◆ Instruction ◆
Locate the line that contains "If you could pick out the wooden table" in the entries below. Retype it and all following lines through the final one, character for character.

Dataset records
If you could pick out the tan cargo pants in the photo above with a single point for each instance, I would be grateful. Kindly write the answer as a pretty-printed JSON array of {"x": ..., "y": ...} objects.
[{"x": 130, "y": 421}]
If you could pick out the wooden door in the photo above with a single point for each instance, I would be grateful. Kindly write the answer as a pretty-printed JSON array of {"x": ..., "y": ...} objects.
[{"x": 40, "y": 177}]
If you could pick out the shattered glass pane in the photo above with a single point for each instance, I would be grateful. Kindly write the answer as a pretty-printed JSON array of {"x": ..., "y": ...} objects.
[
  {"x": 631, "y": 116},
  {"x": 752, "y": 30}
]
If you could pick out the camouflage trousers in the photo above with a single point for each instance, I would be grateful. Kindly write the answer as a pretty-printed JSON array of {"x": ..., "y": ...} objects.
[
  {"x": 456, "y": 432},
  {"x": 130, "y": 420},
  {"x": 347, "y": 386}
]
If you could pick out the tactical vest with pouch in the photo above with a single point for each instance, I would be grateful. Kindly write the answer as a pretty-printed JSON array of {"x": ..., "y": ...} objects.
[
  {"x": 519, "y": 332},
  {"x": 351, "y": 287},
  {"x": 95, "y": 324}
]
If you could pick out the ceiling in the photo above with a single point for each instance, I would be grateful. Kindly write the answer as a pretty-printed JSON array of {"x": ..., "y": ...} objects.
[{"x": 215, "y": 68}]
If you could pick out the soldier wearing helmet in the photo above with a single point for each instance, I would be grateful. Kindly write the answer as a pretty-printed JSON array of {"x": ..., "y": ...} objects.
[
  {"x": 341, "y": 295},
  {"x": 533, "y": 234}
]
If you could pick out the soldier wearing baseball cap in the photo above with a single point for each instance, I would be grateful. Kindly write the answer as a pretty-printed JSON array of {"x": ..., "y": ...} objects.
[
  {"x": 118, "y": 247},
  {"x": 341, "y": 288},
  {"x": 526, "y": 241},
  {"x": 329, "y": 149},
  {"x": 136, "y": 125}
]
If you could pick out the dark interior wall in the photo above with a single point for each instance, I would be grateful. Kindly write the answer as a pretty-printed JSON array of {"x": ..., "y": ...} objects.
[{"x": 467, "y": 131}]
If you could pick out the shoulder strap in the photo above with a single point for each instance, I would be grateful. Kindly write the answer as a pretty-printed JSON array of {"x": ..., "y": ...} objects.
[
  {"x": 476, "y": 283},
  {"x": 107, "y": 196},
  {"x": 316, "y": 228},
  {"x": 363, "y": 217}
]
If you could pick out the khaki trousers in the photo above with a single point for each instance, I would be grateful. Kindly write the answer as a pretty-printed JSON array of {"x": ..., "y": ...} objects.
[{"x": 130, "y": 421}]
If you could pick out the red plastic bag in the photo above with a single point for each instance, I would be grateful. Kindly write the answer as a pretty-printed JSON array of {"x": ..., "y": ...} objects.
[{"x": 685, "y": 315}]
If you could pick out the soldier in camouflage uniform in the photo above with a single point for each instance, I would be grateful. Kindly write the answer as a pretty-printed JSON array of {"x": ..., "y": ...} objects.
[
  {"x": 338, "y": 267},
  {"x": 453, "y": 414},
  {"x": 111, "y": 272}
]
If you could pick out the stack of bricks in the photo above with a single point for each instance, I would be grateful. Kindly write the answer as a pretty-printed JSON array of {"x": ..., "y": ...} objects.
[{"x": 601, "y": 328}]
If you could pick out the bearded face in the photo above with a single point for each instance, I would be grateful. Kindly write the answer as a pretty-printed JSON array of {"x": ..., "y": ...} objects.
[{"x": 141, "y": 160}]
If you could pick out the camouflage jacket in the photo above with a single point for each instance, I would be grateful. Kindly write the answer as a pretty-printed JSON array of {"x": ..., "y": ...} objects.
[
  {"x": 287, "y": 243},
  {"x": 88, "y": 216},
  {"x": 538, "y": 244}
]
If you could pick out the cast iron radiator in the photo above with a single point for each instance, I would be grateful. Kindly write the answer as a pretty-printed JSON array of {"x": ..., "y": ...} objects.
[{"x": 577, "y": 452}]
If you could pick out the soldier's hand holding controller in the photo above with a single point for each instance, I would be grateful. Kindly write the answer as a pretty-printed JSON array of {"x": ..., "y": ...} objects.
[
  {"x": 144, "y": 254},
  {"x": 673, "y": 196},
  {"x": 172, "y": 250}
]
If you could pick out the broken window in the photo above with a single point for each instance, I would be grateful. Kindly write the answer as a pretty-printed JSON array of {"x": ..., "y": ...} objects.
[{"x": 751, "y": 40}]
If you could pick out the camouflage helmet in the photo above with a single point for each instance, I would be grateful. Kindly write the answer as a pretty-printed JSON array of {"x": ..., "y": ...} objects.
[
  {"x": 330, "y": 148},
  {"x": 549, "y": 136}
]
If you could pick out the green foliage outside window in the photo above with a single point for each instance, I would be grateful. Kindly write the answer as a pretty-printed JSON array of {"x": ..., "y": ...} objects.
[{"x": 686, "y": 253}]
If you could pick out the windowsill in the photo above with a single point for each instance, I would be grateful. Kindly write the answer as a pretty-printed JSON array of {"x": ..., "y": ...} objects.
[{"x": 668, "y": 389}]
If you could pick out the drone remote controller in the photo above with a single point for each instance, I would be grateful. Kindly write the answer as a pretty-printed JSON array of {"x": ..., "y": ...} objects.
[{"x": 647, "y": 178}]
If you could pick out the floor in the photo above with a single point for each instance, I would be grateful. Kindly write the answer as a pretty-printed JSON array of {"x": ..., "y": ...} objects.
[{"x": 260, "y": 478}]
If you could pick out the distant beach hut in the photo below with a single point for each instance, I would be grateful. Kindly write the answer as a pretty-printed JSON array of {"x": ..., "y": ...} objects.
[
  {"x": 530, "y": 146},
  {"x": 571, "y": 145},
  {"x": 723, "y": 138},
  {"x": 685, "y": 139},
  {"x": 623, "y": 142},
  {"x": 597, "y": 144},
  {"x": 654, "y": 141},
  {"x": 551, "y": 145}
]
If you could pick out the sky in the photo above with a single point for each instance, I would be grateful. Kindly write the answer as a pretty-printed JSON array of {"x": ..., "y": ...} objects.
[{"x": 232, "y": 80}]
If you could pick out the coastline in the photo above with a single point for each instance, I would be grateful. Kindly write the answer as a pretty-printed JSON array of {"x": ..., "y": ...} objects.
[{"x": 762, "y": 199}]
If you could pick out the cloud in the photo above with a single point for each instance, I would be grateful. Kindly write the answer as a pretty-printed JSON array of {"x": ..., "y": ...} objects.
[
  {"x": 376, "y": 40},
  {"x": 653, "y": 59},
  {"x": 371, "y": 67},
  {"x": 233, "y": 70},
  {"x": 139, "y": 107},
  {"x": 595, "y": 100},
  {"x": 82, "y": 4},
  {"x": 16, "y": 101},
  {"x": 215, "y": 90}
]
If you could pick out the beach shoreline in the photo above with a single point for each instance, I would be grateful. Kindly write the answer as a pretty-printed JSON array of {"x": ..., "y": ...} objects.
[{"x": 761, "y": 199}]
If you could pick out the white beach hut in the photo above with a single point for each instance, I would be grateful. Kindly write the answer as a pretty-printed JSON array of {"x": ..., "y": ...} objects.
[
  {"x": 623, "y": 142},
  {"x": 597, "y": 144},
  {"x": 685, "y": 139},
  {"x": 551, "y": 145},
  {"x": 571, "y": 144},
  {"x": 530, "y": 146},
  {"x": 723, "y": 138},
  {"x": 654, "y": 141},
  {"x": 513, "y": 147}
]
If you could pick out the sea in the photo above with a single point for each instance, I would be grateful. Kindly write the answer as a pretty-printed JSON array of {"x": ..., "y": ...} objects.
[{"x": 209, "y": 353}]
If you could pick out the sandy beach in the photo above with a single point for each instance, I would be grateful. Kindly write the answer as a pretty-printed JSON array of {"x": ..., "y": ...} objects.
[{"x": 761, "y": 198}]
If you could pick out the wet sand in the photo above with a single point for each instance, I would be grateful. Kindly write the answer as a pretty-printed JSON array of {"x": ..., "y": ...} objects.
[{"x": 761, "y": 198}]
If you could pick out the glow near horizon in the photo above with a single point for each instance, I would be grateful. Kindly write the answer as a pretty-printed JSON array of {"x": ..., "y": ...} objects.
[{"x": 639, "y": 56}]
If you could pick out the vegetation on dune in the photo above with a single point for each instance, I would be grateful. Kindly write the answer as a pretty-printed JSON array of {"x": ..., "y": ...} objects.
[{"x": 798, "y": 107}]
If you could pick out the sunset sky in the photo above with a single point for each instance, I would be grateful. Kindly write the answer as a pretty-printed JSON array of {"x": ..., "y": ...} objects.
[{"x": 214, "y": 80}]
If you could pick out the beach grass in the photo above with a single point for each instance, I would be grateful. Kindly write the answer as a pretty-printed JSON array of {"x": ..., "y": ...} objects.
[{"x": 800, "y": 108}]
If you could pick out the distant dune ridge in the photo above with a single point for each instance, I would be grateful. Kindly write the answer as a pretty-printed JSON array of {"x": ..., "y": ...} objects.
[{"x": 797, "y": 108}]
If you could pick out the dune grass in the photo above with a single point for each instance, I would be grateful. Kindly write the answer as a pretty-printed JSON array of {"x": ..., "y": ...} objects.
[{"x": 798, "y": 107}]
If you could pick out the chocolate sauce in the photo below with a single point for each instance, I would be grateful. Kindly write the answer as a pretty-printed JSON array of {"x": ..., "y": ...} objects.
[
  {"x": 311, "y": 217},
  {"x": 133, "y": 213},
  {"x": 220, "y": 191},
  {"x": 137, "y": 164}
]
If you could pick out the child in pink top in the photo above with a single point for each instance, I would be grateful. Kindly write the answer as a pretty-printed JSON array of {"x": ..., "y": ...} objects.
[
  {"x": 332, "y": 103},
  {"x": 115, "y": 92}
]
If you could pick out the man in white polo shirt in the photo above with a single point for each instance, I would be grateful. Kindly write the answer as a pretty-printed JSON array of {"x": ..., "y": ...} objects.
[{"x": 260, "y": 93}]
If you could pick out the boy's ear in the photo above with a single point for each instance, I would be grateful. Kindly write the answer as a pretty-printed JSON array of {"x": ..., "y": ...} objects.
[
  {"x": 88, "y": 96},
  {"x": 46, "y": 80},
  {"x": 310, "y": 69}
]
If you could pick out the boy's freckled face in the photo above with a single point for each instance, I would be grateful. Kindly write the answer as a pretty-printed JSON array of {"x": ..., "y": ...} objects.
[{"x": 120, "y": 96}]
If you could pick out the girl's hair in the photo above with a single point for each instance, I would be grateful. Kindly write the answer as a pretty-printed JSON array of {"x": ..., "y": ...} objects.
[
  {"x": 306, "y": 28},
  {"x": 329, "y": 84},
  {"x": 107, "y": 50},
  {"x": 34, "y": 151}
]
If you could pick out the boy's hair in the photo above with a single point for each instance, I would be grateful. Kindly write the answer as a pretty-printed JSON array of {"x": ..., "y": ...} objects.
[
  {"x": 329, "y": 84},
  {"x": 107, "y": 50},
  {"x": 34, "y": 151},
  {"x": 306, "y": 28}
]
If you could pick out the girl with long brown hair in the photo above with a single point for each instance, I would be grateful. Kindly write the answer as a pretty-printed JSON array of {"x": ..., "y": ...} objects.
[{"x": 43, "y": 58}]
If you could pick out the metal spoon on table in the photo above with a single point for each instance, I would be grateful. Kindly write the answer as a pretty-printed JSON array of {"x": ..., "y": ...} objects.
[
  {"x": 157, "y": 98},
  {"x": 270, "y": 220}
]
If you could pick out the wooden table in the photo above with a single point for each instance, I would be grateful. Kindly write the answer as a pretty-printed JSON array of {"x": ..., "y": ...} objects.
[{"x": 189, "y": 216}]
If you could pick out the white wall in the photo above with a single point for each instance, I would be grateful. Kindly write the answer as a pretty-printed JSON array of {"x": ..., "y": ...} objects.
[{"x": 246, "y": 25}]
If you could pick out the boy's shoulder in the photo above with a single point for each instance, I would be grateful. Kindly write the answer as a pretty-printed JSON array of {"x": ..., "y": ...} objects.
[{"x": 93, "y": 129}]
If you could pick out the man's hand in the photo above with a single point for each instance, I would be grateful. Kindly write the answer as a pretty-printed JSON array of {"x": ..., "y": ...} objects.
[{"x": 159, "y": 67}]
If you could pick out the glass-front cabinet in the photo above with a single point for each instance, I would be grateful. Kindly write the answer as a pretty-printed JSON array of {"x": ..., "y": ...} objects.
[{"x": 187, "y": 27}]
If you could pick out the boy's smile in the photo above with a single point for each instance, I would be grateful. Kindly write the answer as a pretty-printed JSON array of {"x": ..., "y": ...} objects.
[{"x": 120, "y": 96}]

◆ Result ◆
If you could pick out the wooden table in the photo above with a single point for each instance, I would be grateful. Kindly write the answer as a pretty-printed JSON array of {"x": ..., "y": ...} objects.
[{"x": 189, "y": 216}]
If you could pick out the white wall in the photo above with a single point for each instance, I would be grateful. Kindly write the answer as a pretty-printed JSON array of {"x": ..., "y": ...} objects.
[{"x": 246, "y": 25}]
If you could pick out the boy's shoulder in the photo above with a single point for each instance, I would be grateful. Kindly write the answer as a pretty-printed JSON array of {"x": ..., "y": ...} objects.
[{"x": 93, "y": 129}]
If you could pick out the man's hand in the photo above with a single point for each instance, I would be grateful. Kindly write the answer as a pretty-printed JSON array of {"x": ..., "y": ...} objects.
[{"x": 159, "y": 67}]
If you could pick out the glass-front cabinet in the photo above with a single point for each instance, I would be grateful. Kindly write the answer as a pretty-printed JSON array of {"x": ..., "y": ...} objects.
[{"x": 187, "y": 27}]
If you could pick out the boy's smile in the photo above with a single point for each instance, I would be grateful. Kindly write the answer as a pretty-printed JSON array of {"x": ..., "y": ...} objects.
[{"x": 120, "y": 96}]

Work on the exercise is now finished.